--- Start ---
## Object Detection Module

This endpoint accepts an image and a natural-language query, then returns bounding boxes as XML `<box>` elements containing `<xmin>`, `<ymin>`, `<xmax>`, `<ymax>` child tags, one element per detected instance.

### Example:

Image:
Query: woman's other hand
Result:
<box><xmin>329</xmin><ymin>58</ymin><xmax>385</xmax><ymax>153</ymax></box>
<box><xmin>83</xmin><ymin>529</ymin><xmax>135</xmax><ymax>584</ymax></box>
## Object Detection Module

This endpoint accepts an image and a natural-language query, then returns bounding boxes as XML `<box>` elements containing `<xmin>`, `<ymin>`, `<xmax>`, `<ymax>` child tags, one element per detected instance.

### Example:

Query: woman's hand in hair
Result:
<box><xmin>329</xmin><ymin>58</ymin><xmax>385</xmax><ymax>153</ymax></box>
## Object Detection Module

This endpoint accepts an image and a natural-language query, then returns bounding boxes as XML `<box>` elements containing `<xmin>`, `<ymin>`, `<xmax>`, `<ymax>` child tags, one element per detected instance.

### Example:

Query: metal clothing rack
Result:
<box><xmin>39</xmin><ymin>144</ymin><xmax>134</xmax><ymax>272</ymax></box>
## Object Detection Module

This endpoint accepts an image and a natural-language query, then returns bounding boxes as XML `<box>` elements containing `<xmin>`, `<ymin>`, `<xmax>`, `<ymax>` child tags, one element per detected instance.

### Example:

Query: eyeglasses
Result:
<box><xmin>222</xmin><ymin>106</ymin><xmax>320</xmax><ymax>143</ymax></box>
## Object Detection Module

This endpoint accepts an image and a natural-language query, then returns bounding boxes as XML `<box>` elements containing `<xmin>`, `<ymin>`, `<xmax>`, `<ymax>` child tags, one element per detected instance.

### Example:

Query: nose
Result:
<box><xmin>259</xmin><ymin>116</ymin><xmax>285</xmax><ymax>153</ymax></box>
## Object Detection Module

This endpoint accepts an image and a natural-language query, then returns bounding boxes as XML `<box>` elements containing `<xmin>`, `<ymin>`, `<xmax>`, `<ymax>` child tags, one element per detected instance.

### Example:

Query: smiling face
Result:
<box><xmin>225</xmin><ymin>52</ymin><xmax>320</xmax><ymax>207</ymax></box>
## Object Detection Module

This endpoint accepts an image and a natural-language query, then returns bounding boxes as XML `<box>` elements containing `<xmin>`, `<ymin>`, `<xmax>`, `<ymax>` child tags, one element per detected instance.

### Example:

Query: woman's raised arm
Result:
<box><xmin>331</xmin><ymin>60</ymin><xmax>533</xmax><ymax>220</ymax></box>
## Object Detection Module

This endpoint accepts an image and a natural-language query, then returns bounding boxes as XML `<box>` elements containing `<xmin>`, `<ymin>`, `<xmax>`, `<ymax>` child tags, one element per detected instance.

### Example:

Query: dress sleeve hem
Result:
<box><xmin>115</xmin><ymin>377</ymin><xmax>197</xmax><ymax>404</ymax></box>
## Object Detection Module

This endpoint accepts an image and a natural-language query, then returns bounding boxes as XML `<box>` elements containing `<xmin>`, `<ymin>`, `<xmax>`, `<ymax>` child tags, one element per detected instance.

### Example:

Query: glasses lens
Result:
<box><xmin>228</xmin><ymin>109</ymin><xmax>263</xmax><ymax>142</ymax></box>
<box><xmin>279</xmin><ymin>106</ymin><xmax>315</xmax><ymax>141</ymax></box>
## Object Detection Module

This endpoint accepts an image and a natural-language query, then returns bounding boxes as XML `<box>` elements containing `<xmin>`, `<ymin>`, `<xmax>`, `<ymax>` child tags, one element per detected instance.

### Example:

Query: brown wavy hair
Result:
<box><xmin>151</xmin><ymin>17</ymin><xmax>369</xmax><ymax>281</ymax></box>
--- End ---
Requirement » Which lines of the entries above contain the word "hair", counting a match only when the case is the same? Copy each of those lines in full.

Correct output »
Query: woman's hand in hair
Query: brown wavy hair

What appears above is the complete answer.